Recorded data:
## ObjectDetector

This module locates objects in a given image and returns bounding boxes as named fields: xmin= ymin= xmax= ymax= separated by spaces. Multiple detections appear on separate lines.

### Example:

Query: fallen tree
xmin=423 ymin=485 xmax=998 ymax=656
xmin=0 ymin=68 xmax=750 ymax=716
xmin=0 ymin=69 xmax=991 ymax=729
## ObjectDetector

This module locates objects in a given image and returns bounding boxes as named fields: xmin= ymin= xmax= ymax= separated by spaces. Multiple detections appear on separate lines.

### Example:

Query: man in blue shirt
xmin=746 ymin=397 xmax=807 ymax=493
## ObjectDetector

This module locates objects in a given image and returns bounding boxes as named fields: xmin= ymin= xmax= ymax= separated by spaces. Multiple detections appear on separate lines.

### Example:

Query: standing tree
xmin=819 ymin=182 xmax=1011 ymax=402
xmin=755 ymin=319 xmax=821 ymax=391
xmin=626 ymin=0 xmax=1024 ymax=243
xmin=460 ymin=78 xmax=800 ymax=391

AIM:
Turn the rows above, from their first line through the line containing "xmin=423 ymin=485 xmax=998 ymax=656", into a JSON list of strings with one string per line. Leave out blank lines.

EXERCISE ANSWER:
[
  "## ObjectDetector",
  "This module locates objects in a given image and returns bounding boxes as named fields: xmin= ymin= xmax= ymax= separated by spaces. Multiple detections appear on separate lines.",
  "### Example:",
  "Query: fallen tree",
  "xmin=423 ymin=485 xmax=998 ymax=656"
]